*WORK REQUIRED*. Write each record again exactly as it stands.

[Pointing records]
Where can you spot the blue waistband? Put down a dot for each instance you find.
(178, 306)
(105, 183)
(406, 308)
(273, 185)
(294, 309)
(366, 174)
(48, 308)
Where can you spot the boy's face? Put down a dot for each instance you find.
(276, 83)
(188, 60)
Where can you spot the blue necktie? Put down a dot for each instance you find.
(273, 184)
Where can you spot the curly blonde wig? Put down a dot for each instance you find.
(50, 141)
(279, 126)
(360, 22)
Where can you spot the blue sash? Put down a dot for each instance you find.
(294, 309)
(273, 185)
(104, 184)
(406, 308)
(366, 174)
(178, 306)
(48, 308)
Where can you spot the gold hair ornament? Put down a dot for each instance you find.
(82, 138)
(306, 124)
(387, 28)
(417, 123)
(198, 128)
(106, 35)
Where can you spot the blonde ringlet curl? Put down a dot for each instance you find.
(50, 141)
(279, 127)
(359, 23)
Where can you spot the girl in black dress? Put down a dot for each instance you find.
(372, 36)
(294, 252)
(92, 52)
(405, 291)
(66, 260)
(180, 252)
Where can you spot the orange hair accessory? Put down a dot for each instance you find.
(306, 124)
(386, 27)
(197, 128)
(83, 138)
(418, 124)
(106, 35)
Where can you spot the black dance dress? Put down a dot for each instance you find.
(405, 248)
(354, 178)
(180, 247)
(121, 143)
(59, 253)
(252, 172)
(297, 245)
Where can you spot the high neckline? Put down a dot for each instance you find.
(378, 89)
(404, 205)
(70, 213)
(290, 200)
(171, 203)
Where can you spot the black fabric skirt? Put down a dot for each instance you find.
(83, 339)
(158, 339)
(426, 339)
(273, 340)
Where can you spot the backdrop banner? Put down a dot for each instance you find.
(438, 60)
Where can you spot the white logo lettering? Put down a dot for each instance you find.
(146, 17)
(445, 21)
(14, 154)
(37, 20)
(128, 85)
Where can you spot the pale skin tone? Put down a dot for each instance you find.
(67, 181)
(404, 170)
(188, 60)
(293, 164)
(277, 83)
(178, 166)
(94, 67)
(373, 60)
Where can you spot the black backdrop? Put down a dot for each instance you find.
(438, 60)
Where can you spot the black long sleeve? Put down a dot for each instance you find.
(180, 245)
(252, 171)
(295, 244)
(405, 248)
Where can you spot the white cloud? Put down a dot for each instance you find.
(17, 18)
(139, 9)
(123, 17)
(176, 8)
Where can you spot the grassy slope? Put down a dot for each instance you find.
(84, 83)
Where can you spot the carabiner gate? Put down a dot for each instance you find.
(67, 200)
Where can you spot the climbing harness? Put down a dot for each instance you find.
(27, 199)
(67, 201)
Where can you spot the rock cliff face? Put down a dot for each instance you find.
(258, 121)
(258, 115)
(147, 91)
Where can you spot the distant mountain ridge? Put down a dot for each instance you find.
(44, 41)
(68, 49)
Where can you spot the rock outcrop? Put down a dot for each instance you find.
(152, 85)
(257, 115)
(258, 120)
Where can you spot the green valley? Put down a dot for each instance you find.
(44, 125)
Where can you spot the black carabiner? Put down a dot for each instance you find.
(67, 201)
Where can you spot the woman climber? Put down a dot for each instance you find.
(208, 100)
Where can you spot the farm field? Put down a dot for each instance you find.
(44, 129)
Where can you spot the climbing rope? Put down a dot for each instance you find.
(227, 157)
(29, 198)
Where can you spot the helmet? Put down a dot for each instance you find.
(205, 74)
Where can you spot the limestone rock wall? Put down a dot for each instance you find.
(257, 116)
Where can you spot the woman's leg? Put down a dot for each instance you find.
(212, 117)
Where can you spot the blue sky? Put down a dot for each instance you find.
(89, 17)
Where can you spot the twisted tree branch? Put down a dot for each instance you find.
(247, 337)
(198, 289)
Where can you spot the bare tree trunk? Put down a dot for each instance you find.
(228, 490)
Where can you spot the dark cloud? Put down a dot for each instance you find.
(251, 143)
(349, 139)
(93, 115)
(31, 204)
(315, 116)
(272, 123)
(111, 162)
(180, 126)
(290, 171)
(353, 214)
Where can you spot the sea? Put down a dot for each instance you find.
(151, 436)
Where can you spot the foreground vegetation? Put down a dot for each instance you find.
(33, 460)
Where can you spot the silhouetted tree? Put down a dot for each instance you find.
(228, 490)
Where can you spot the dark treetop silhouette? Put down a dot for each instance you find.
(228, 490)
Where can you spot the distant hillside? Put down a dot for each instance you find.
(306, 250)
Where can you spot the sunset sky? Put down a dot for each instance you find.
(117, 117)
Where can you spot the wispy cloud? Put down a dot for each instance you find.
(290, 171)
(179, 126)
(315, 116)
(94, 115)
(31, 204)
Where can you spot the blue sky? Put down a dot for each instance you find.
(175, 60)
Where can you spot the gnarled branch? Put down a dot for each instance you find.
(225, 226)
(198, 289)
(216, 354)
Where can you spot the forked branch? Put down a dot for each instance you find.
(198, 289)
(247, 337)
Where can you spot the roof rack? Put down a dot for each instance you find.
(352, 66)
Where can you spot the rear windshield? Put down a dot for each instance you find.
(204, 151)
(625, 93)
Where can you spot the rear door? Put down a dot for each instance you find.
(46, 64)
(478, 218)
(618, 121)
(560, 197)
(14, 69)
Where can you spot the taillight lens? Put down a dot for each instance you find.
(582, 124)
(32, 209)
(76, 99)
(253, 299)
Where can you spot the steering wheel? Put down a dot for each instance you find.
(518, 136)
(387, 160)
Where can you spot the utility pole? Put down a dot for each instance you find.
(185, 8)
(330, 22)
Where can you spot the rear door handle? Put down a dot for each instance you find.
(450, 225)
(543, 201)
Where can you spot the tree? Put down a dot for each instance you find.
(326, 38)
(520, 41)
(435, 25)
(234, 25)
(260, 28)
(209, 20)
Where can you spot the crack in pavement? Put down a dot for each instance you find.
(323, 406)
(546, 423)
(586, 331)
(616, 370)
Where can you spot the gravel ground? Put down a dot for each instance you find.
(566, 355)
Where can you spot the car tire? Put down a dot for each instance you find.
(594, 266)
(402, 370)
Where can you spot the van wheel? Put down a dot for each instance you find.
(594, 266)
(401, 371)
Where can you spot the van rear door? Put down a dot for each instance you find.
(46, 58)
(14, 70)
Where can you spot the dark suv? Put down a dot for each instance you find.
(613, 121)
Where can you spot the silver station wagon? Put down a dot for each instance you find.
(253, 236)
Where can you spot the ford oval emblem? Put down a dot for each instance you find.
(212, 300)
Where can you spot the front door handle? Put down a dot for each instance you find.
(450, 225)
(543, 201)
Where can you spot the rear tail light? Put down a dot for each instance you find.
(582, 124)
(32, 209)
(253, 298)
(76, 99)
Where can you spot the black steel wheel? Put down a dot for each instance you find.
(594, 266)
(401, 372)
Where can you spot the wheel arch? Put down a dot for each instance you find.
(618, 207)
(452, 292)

*EXERCISE SOLUTION*.
Where can you spot the blue waistband? Put down a dot for each instance you find.
(178, 306)
(105, 183)
(406, 308)
(273, 185)
(294, 309)
(366, 174)
(48, 308)
Where can you spot the boy's face? Put down a dot for each instance you find.
(276, 83)
(188, 60)
Where can you spot the blue necktie? Put down a dot for each instance you find.
(273, 184)
Where can you spot the curly blonde wig? Put down a dot for each instance you find.
(50, 141)
(279, 126)
(360, 22)
Where can you spot the blue sash? Put down a dot for each instance you find.
(294, 309)
(273, 185)
(104, 184)
(406, 308)
(366, 174)
(178, 306)
(48, 308)
Where can you spot the gold hair ornament? Put down a dot for each instance you find.
(82, 138)
(306, 124)
(387, 28)
(417, 123)
(198, 128)
(106, 35)
Where can you spot the blonde ringlet curl? Put down a dot for each instance you find.
(50, 141)
(279, 127)
(359, 23)
Where can you spot the girl in black dress? Put down a dot for each instance you find.
(372, 36)
(294, 252)
(92, 52)
(405, 291)
(66, 260)
(180, 252)
Where can you spot the orange hair accessory? Put down a dot for each instance you find.
(306, 124)
(386, 27)
(197, 128)
(83, 138)
(418, 124)
(106, 35)
Where can you spot the black dance dress? Put down a dot for each instance you find.
(405, 248)
(354, 178)
(180, 247)
(121, 143)
(59, 253)
(252, 172)
(297, 245)
Where can you spot the high neckline? Put down a dot for each instance you find.
(378, 89)
(404, 205)
(70, 213)
(290, 200)
(171, 203)
Where can you spot the black fabric skirt? Put down a dot for each instance you find.
(83, 339)
(158, 339)
(426, 339)
(273, 340)
Where can you spot the backdrop banner? Put down a dot for each instance you find.
(438, 60)
Where can you spot the white logo lettering? Put down a dot for each instance you find.
(146, 17)
(445, 21)
(14, 154)
(37, 20)
(128, 85)
Where can you spot the pale skin tone? Put down a dot for each instance you find.
(67, 181)
(404, 170)
(188, 60)
(293, 164)
(277, 83)
(178, 166)
(94, 67)
(373, 60)
Where can you spot the black backdrop? Put down a dot for each instance you find.
(438, 60)
Where can you spot the black long sleeve? Put down a dot for each instance you find.
(180, 245)
(252, 171)
(295, 244)
(405, 248)
Where can you spot the white cloud? Put down a dot for each instance you find.
(17, 18)
(139, 9)
(123, 17)
(176, 8)
Where can you spot the grassy slope? Put down a dot for each instance you find.
(84, 83)
Where can you spot the carabiner gate? Put down a dot for each instance you find.
(67, 200)
Where can you spot the climbing harness? Put down a dot for each instance you find.
(27, 199)
(67, 201)
Where can you spot the rock cliff face? Put down a dot for each instance you find.
(258, 121)
(258, 115)
(147, 91)
Where can you spot the distant mountain ridge? Put down a dot for each instance you find.
(44, 41)
(68, 49)
Where can you spot the rock outcrop? Put down a dot for each instance you find.
(152, 85)
(257, 115)
(258, 120)
Where can you spot the green valley? Put down a dot for each instance you find.
(44, 125)
Where can you spot the black carabiner? Put down a dot for each instance you find.
(67, 201)
Where can you spot the woman climber? Put down a dot for each instance you find.
(208, 100)
Where can you spot the farm field? Put down a dot for each instance you find.
(44, 129)
Where can you spot the climbing rope? Put down a dot for each instance you find.
(227, 157)
(29, 198)
Where can you spot the helmet? Put down a dot for each instance you find.
(205, 74)
Where can you spot the limestone rock wall? Put down a dot for each instance you find.
(257, 116)
Where can you spot the woman's leg? Put down a dot for each instance you find.
(212, 117)
Where can you spot the blue sky? Put down a dot for each instance you find.
(89, 17)
Where can you spot the twisted tree branch? Put down a dot for each instance you find.
(247, 337)
(198, 289)
Where can you spot the bare tree trunk? Put down a dot for each instance you find.
(228, 490)
Where can you spot the dark cloud? Put down a dot for each instance you find.
(251, 143)
(349, 139)
(93, 115)
(31, 204)
(315, 116)
(272, 123)
(111, 162)
(180, 126)
(290, 171)
(353, 214)
Where can you spot the sea? Put down a dot for each instance you find.
(151, 436)
Where can you spot the foreground vegetation? Put down a dot for each instance you find.
(33, 460)
Where can you spot the silhouetted tree? Put down a dot for each instance you find.
(228, 490)
Where can you spot the dark treetop silhouette? Put down a dot for each instance you find.
(228, 490)
Where can you spot the distant hillside? Put down a dot for each instance you find.
(306, 250)
Where can you spot the sunset sky? Put down a dot for each instance you find.
(117, 117)
Where can you spot the wispy cloud? Put down a dot for each instance you find.
(290, 171)
(179, 126)
(315, 116)
(94, 115)
(31, 204)
Where can you spot the blue sky? Put down a dot for each instance you find.
(175, 60)
Where can you spot the gnarled branch? Put down a dot for each instance you find.
(225, 226)
(198, 289)
(216, 354)
Where can you spot the forked branch? Put down a dot for each instance you find.
(198, 289)
(247, 337)
Where can you spot the roof rack? Put down a dot for each instance you find.
(352, 66)
Where can you spot the rear windshield? Put down a dot for each instance you find.
(204, 151)
(625, 93)
Where can you spot the rear door? Put down a dot for each instance you find.
(46, 64)
(478, 218)
(618, 121)
(560, 197)
(14, 69)
Where can you spot the taillight lens? Put down a dot for each instance you find.
(582, 124)
(32, 209)
(76, 99)
(253, 299)
Where can you spot the steering wheel? Put down a dot for each instance you find.
(518, 136)
(387, 160)
Where can you spot the utility pole? Put down a dot for each instance you find.
(185, 8)
(330, 22)
Where can you spot the rear door handle? Put down a dot for each instance you find.
(450, 225)
(543, 201)
Where can you spot the tree? Put down a dot for each instance you find.
(326, 38)
(520, 41)
(435, 25)
(234, 25)
(260, 28)
(209, 20)
Where can you spot the crack in pavement? Put down a dot for each instance you find.
(323, 406)
(546, 423)
(586, 331)
(616, 370)
Where can you spot the gravel ground? Put down a dot for each instance you find.
(566, 355)
Where can you spot the car tire? Put down a dot for each instance you find.
(594, 266)
(402, 370)
Where can you spot the van wheel? Put down a dot for each instance you find.
(594, 266)
(401, 371)
Where can you spot the van rear door? Put down a dot for each instance you find.
(46, 58)
(14, 70)
Where can you spot the dark suv? Put down a dot for each instance you find.
(613, 121)
Where can you spot the silver station wagon? Put down a dot for each instance you find.
(253, 236)
Where can you spot the ford oval emblem? Put down a dot for each instance you find.
(212, 300)
Where can you spot the front door handle? Put down a dot for each instance you find.
(450, 225)
(543, 201)
Where can you spot the rear tail light? Put down a dot for each instance you find.
(582, 124)
(32, 209)
(253, 298)
(76, 99)
Where can you spot the black steel wheel? Put down a dot for each instance you find.
(594, 266)
(401, 372)
Where can you spot the wheel arch? Put down a dot for each instance you find.
(618, 207)
(452, 292)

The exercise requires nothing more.